Provided passage:
---

Metamath Proof Explorer

Theorem cbvmovw

Description: Change bound variable. Uses only Tarski's FOL axiom schemes. See cbvmo for a version with fewer disjoint variable conditions but requiring more axioms. (Contributed by NM, 9-Mar-1995) (Revised by Gino Giotto, 30-Sep-2024)

Ref Expression
Hypothesis cbvmovw.1 
|- ( x = y -> ( ph <-> ps ) )
Assertion cbvmovw 
|- ( E* x ph <-> E* y ps )

Proof

Step Hyp Ref Expression
1 cbvmovw.1 
 |-  ( x = y -> ( ph <-> ps ) )
2 df-mo 
 |-  ( E* x ph <-> E. z A. x ( ph -> x = z ) )
3 equequ1 
 |-  ( x = y -> ( x = z <-> y = z ) )

---

Recorded data:
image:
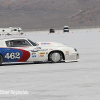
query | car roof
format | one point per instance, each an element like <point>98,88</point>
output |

---

Tasks:
A. Answer these from the Metamath page on theorem cbvmovw, one per line:
(i) Who revised the theorem, and on what date?
(ii) Which theorem does the description name as a version with fewer disjoint variable conditions?
(iii) What reference is cited in proof step 2?
B. Carry the proof on the Metamath page for cbvmovw forward from step 3 to the final step, using the same layout.

Answers to the exercises:
A.
(i) Gino Giotto, on 30-Sep-2024
(ii) cbvmo
(iii) df-mo

B.
4 1 3 imbi12d 
 |-  ( x = y -> ( ( ph -> x = z ) <-> ( ps -> y = z ) ) )
5 4 cbvalvw 
 |-  ( A. x ( ph -> x = z ) <-> A. y ( ps -> y = z ) )
6 5 exbii 
 |-  ( E. z A. x ( ph -> x = z ) <-> E. z A. y ( ps -> y = z ) )
7 df-mo 
 |-  ( E* y ps <-> E. z A. y ( ps -> y = z ) )
8 7 bicomi 
 |-  ( E. z A. y ( ps -> y = z ) <-> E* y ps )
9 2 6 8 3bitri 
 |-  ( E* x ph <-> E* y ps )